TASK INSTRUCTIONS
Find where "the white paneled" appears in the entries below. That line and all lines after it, through the last, are to be duplicated exactly, with nothing else.

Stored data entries

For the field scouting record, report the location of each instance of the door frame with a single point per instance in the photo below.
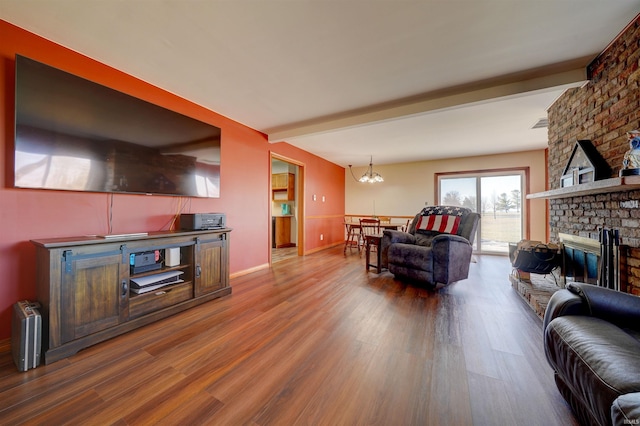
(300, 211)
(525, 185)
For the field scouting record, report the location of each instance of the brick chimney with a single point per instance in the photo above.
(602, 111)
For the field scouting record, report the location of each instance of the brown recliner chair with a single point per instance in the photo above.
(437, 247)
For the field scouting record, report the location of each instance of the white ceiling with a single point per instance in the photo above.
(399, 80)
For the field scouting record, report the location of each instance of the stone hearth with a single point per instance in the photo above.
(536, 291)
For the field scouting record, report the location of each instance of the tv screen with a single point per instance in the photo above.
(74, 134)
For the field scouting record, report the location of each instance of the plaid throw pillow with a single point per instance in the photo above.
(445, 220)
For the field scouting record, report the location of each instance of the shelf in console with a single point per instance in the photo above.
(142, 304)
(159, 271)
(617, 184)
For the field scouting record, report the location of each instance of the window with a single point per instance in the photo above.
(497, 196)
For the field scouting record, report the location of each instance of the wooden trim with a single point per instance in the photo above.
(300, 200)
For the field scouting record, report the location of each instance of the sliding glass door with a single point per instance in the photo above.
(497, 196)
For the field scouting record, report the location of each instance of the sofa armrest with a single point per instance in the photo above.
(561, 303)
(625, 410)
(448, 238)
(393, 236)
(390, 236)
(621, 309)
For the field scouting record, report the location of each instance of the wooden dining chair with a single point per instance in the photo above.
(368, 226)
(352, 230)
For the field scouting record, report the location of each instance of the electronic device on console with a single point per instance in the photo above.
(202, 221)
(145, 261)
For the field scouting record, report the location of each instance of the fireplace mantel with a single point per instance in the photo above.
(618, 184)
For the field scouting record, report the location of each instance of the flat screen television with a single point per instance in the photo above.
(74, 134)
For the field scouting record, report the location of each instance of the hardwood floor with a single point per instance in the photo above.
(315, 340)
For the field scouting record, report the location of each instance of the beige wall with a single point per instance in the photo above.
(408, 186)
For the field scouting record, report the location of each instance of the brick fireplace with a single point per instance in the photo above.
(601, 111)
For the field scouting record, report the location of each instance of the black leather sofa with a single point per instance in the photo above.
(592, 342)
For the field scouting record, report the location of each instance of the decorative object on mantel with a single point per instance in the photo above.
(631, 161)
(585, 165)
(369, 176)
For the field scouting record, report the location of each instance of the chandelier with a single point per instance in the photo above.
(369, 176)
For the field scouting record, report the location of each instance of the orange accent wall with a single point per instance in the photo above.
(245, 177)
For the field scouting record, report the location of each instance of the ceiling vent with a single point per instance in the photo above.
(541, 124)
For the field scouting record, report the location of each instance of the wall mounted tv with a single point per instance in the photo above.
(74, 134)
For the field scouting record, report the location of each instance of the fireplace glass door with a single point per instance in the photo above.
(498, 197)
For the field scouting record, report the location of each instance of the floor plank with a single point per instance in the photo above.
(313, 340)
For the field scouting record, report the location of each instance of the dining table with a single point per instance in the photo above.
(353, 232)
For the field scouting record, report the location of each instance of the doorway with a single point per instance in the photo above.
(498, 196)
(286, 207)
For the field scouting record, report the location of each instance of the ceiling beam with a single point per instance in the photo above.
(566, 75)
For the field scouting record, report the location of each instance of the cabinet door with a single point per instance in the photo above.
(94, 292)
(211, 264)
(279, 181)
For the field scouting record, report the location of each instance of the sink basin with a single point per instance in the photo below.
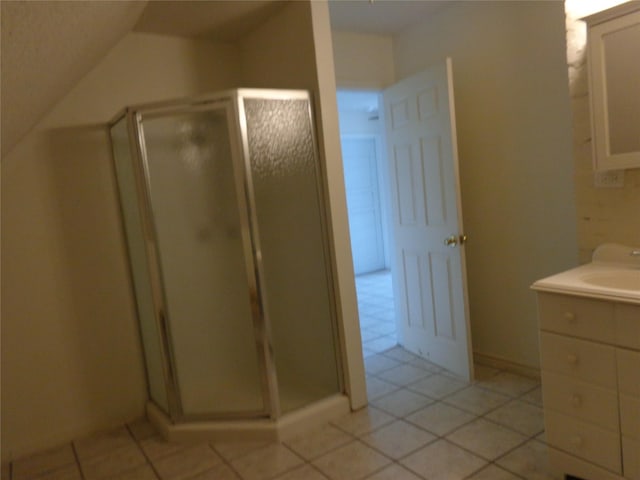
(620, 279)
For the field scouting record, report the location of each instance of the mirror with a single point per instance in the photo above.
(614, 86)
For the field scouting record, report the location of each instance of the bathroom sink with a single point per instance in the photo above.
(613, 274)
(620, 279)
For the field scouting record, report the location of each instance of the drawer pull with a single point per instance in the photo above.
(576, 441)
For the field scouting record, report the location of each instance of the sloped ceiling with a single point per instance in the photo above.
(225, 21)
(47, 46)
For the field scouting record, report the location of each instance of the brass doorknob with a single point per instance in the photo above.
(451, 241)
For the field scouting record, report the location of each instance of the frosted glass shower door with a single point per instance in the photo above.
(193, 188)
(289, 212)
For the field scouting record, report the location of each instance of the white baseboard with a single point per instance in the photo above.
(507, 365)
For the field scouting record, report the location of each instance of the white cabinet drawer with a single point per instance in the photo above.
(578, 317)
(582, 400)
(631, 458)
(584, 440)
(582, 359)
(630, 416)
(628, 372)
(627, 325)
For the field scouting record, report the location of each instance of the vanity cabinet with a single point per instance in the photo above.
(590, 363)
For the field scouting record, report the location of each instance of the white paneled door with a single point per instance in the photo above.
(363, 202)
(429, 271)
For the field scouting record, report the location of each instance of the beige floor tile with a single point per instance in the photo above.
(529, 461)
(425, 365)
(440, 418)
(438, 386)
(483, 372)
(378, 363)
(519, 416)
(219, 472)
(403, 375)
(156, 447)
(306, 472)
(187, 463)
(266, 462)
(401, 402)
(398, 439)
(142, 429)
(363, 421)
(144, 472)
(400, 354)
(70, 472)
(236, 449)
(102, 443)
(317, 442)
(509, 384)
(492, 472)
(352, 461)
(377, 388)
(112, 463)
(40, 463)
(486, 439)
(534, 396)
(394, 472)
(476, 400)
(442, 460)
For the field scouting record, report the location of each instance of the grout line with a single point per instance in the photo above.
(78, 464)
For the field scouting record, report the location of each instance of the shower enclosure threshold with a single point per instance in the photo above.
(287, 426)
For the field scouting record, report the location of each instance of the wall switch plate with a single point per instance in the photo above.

YOUR SOLUTION
For the field scouting record, report the location of each instance of the white paneled door with a single point per instance in the photo above.
(363, 202)
(429, 271)
For the field scouting record, report the location of each instance of the beige floor tile with a single point per instance in the photo above.
(529, 461)
(425, 365)
(440, 418)
(438, 386)
(483, 372)
(378, 363)
(519, 416)
(219, 472)
(403, 375)
(156, 447)
(306, 472)
(187, 463)
(266, 462)
(401, 402)
(398, 439)
(142, 429)
(363, 421)
(144, 472)
(400, 354)
(70, 472)
(236, 449)
(102, 443)
(317, 442)
(509, 384)
(492, 472)
(352, 461)
(377, 388)
(112, 463)
(40, 463)
(486, 439)
(534, 396)
(394, 472)
(476, 400)
(442, 460)
For the field scouting record, report the location of each instance of the grout line with a single point per instance in the photo above.
(78, 464)
For the field scouting record, report the location of each instance of the shower enclosure threshold with a single point per instance in the photo above.
(287, 426)
For the field scouting record, report the location of each instance of the wall switch plate with a single point per instance in the photo above.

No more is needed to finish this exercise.